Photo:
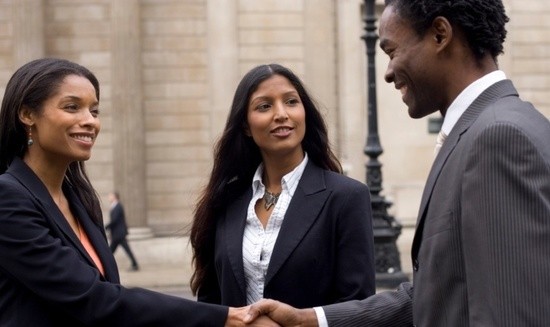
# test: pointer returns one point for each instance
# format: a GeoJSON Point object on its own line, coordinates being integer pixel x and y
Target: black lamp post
{"type": "Point", "coordinates": [386, 228]}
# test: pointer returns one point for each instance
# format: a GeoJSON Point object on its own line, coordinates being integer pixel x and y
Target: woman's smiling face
{"type": "Point", "coordinates": [276, 118]}
{"type": "Point", "coordinates": [68, 124]}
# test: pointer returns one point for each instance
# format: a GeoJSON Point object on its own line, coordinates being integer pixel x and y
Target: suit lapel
{"type": "Point", "coordinates": [490, 95]}
{"type": "Point", "coordinates": [233, 225]}
{"type": "Point", "coordinates": [303, 210]}
{"type": "Point", "coordinates": [37, 189]}
{"type": "Point", "coordinates": [96, 236]}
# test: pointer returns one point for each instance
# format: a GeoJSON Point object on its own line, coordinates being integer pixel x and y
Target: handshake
{"type": "Point", "coordinates": [269, 313]}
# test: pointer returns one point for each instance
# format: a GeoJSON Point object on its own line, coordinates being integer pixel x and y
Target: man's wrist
{"type": "Point", "coordinates": [308, 318]}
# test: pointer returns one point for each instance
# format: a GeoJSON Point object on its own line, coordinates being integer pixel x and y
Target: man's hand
{"type": "Point", "coordinates": [282, 313]}
{"type": "Point", "coordinates": [236, 316]}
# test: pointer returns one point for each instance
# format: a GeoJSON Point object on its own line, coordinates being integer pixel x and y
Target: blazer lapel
{"type": "Point", "coordinates": [493, 93]}
{"type": "Point", "coordinates": [30, 181]}
{"type": "Point", "coordinates": [307, 201]}
{"type": "Point", "coordinates": [234, 231]}
{"type": "Point", "coordinates": [96, 236]}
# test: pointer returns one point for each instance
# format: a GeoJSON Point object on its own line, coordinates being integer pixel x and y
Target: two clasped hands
{"type": "Point", "coordinates": [268, 313]}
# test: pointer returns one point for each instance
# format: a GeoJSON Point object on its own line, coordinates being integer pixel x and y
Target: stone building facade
{"type": "Point", "coordinates": [168, 70]}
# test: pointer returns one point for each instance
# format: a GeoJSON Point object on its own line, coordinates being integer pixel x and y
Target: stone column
{"type": "Point", "coordinates": [128, 129]}
{"type": "Point", "coordinates": [320, 62]}
{"type": "Point", "coordinates": [223, 61]}
{"type": "Point", "coordinates": [28, 31]}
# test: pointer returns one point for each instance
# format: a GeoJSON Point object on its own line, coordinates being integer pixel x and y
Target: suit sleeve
{"type": "Point", "coordinates": [34, 261]}
{"type": "Point", "coordinates": [506, 227]}
{"type": "Point", "coordinates": [210, 292]}
{"type": "Point", "coordinates": [385, 309]}
{"type": "Point", "coordinates": [355, 267]}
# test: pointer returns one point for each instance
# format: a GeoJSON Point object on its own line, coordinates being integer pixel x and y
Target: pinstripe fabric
{"type": "Point", "coordinates": [481, 252]}
{"type": "Point", "coordinates": [258, 242]}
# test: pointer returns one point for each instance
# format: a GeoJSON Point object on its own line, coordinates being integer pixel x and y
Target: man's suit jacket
{"type": "Point", "coordinates": [324, 252]}
{"type": "Point", "coordinates": [481, 252]}
{"type": "Point", "coordinates": [48, 279]}
{"type": "Point", "coordinates": [117, 224]}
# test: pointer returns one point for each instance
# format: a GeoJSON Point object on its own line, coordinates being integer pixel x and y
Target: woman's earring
{"type": "Point", "coordinates": [30, 141]}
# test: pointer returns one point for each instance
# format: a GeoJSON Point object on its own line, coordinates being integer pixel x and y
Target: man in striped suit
{"type": "Point", "coordinates": [481, 252]}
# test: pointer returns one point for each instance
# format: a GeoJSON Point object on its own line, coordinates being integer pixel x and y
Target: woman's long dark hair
{"type": "Point", "coordinates": [30, 86]}
{"type": "Point", "coordinates": [236, 158]}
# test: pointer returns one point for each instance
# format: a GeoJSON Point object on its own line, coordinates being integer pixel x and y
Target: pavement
{"type": "Point", "coordinates": [165, 263]}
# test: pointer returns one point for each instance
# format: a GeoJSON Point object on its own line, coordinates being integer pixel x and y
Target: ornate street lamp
{"type": "Point", "coordinates": [386, 228]}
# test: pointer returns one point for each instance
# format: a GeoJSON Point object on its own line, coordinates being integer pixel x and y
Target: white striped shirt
{"type": "Point", "coordinates": [258, 242]}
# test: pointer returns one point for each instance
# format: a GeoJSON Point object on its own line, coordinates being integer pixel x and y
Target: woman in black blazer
{"type": "Point", "coordinates": [278, 219]}
{"type": "Point", "coordinates": [55, 265]}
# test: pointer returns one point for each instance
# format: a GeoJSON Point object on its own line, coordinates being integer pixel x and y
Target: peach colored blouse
{"type": "Point", "coordinates": [90, 249]}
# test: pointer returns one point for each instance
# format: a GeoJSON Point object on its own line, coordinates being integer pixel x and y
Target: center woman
{"type": "Point", "coordinates": [278, 219]}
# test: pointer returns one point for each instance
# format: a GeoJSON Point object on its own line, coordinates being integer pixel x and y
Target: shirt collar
{"type": "Point", "coordinates": [467, 96]}
{"type": "Point", "coordinates": [289, 180]}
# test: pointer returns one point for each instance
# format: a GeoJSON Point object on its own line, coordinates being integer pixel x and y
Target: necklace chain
{"type": "Point", "coordinates": [270, 199]}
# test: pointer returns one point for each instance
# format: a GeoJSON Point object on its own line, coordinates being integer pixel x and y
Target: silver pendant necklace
{"type": "Point", "coordinates": [270, 199]}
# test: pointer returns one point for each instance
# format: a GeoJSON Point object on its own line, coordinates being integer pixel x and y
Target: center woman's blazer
{"type": "Point", "coordinates": [48, 279]}
{"type": "Point", "coordinates": [324, 252]}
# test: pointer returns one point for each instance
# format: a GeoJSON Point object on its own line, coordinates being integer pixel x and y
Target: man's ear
{"type": "Point", "coordinates": [442, 31]}
{"type": "Point", "coordinates": [246, 130]}
{"type": "Point", "coordinates": [26, 116]}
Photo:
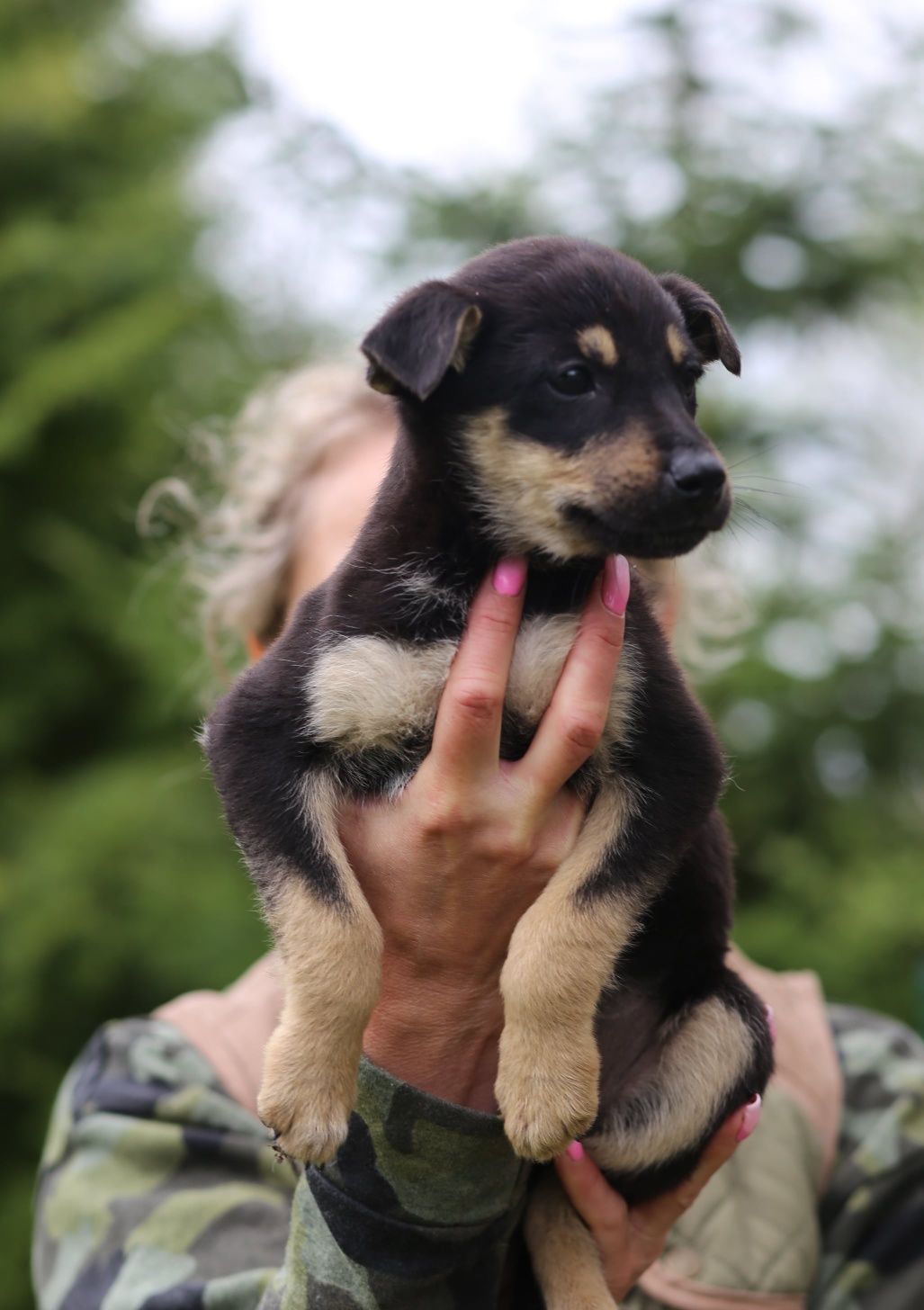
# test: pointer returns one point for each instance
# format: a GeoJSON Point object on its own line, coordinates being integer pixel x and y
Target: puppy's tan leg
{"type": "Point", "coordinates": [706, 1063]}
{"type": "Point", "coordinates": [562, 1252]}
{"type": "Point", "coordinates": [560, 959]}
{"type": "Point", "coordinates": [332, 960]}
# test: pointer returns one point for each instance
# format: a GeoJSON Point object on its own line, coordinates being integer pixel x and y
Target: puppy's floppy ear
{"type": "Point", "coordinates": [705, 322]}
{"type": "Point", "coordinates": [429, 330]}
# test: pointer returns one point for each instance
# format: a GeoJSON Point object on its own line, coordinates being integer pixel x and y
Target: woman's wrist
{"type": "Point", "coordinates": [438, 1033]}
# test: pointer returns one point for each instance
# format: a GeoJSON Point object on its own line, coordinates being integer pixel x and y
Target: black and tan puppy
{"type": "Point", "coordinates": [547, 405]}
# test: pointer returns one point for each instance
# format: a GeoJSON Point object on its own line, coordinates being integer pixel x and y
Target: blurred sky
{"type": "Point", "coordinates": [421, 83]}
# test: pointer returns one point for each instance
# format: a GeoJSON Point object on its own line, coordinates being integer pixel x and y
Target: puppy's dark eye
{"type": "Point", "coordinates": [574, 380]}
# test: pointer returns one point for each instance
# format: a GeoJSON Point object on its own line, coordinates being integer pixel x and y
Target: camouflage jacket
{"type": "Point", "coordinates": [158, 1191]}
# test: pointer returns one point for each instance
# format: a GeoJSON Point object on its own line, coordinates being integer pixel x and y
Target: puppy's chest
{"type": "Point", "coordinates": [378, 695]}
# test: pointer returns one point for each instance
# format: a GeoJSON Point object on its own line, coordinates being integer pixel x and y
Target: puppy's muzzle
{"type": "Point", "coordinates": [697, 479]}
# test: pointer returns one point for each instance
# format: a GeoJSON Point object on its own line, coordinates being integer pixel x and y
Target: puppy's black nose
{"type": "Point", "coordinates": [697, 476]}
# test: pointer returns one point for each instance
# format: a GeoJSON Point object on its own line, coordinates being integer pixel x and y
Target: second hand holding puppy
{"type": "Point", "coordinates": [451, 866]}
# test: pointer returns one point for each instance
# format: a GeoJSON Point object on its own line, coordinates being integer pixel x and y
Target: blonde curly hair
{"type": "Point", "coordinates": [241, 540]}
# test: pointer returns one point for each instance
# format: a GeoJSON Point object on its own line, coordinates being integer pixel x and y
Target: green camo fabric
{"type": "Point", "coordinates": [160, 1192]}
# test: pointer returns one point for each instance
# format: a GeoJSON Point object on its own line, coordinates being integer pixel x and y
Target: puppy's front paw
{"type": "Point", "coordinates": [304, 1103]}
{"type": "Point", "coordinates": [547, 1093]}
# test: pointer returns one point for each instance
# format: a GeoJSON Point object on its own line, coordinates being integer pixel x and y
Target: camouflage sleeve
{"type": "Point", "coordinates": [160, 1192]}
{"type": "Point", "coordinates": [873, 1211]}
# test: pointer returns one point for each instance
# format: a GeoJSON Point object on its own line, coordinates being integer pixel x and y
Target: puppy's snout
{"type": "Point", "coordinates": [697, 476]}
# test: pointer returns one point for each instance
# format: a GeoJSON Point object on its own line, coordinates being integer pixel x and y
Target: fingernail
{"type": "Point", "coordinates": [508, 577]}
{"type": "Point", "coordinates": [771, 1020]}
{"type": "Point", "coordinates": [749, 1119]}
{"type": "Point", "coordinates": [616, 583]}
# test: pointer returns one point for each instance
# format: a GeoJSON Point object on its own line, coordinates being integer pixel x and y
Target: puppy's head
{"type": "Point", "coordinates": [561, 379]}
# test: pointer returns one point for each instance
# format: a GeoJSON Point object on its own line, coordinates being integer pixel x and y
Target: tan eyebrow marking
{"type": "Point", "coordinates": [675, 344]}
{"type": "Point", "coordinates": [597, 342]}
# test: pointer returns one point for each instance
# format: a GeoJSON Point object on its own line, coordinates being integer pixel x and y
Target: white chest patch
{"type": "Point", "coordinates": [371, 692]}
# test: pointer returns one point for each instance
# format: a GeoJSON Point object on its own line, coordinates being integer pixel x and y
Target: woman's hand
{"type": "Point", "coordinates": [631, 1238]}
{"type": "Point", "coordinates": [453, 865]}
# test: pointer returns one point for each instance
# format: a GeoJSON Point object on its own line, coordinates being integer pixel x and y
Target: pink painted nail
{"type": "Point", "coordinates": [749, 1119]}
{"type": "Point", "coordinates": [508, 577]}
{"type": "Point", "coordinates": [616, 583]}
{"type": "Point", "coordinates": [771, 1020]}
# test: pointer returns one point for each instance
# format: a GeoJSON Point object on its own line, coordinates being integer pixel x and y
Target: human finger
{"type": "Point", "coordinates": [467, 732]}
{"type": "Point", "coordinates": [659, 1216]}
{"type": "Point", "coordinates": [577, 714]}
{"type": "Point", "coordinates": [603, 1211]}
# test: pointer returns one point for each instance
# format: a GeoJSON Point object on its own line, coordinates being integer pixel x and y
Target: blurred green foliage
{"type": "Point", "coordinates": [117, 884]}
{"type": "Point", "coordinates": [118, 887]}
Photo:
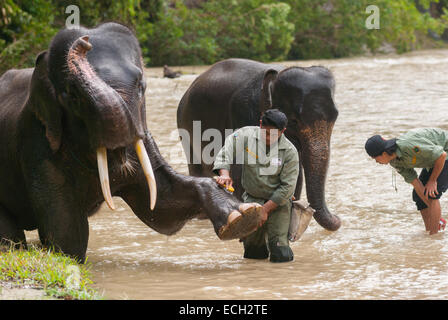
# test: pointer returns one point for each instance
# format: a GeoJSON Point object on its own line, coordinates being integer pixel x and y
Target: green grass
{"type": "Point", "coordinates": [59, 275]}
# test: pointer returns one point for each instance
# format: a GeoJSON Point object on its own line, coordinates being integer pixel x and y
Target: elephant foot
{"type": "Point", "coordinates": [241, 223]}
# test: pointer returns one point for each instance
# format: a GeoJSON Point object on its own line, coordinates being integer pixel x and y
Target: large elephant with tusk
{"type": "Point", "coordinates": [73, 134]}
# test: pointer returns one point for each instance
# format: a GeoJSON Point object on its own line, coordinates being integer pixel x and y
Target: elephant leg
{"type": "Point", "coordinates": [66, 232]}
{"type": "Point", "coordinates": [61, 219]}
{"type": "Point", "coordinates": [9, 232]}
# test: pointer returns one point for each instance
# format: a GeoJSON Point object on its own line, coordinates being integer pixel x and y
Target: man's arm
{"type": "Point", "coordinates": [223, 160]}
{"type": "Point", "coordinates": [288, 180]}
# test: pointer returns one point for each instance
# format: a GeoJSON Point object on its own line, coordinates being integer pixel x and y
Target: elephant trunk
{"type": "Point", "coordinates": [315, 156]}
{"type": "Point", "coordinates": [111, 124]}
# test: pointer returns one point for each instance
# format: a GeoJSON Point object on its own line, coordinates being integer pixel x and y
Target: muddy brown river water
{"type": "Point", "coordinates": [380, 252]}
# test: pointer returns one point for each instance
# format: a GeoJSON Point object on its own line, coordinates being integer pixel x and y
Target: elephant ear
{"type": "Point", "coordinates": [44, 103]}
{"type": "Point", "coordinates": [266, 90]}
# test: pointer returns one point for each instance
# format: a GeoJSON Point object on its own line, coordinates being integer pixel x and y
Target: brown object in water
{"type": "Point", "coordinates": [240, 226]}
{"type": "Point", "coordinates": [301, 214]}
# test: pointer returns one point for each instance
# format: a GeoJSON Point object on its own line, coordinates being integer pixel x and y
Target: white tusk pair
{"type": "Point", "coordinates": [103, 172]}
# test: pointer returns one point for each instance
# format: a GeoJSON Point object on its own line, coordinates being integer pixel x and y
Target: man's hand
{"type": "Point", "coordinates": [224, 178]}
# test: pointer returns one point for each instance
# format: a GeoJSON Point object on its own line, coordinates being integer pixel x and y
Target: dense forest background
{"type": "Point", "coordinates": [176, 32]}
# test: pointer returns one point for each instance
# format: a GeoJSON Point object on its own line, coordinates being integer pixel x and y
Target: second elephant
{"type": "Point", "coordinates": [234, 93]}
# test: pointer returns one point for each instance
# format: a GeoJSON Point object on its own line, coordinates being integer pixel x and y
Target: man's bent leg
{"type": "Point", "coordinates": [435, 213]}
{"type": "Point", "coordinates": [255, 244]}
{"type": "Point", "coordinates": [277, 229]}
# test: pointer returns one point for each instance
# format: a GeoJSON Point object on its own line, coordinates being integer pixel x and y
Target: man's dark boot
{"type": "Point", "coordinates": [281, 253]}
{"type": "Point", "coordinates": [255, 252]}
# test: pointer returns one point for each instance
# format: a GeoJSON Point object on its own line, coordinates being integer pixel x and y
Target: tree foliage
{"type": "Point", "coordinates": [179, 32]}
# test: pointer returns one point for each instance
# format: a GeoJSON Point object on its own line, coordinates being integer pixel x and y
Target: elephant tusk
{"type": "Point", "coordinates": [101, 154]}
{"type": "Point", "coordinates": [147, 169]}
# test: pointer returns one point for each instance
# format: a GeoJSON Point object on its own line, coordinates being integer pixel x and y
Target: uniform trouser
{"type": "Point", "coordinates": [275, 229]}
{"type": "Point", "coordinates": [442, 185]}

• [WORK REQUIRED]
Return each line above that contains the string "jacket". Case counts.

• [FULL ANSWER]
Target: man's suit jacket
Target: camouflage jacket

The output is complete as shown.